-- Material for this task start --

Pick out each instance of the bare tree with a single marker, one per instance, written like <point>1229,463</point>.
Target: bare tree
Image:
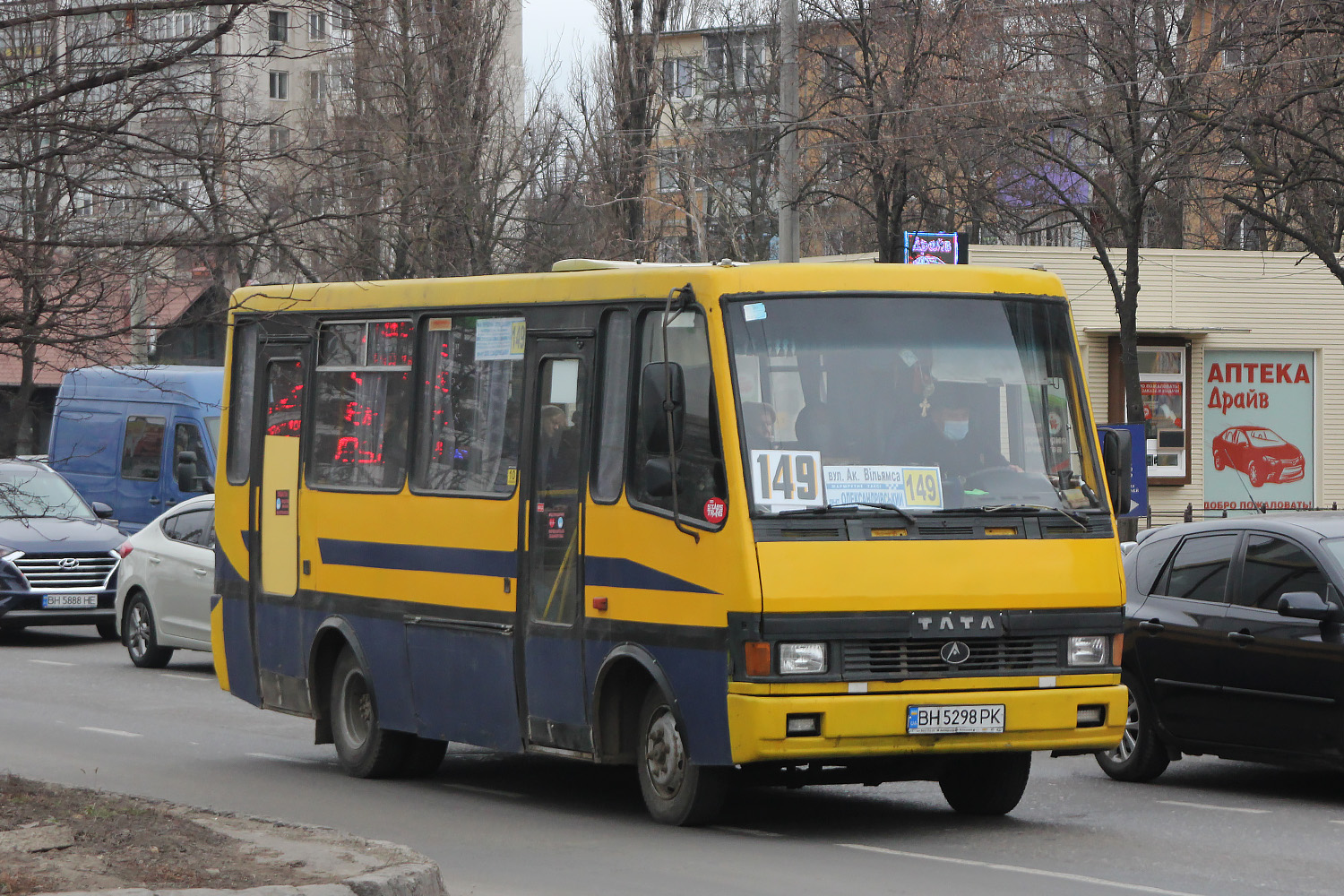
<point>77,83</point>
<point>433,153</point>
<point>631,82</point>
<point>1098,120</point>
<point>1281,126</point>
<point>714,161</point>
<point>882,77</point>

-- Material for this task end --

## [Task]
Can you rewrite the listing above with "bare tree" replaced by "leafless tree" everywhere it occurs, keeping everything else the same and leaving out the pictures?

## [The result]
Pick out each instance of the leafless tree with a single marker, one per instance, written like <point>1229,463</point>.
Target: leafless tree
Image:
<point>77,83</point>
<point>433,153</point>
<point>631,82</point>
<point>1098,120</point>
<point>1281,126</point>
<point>714,161</point>
<point>882,77</point>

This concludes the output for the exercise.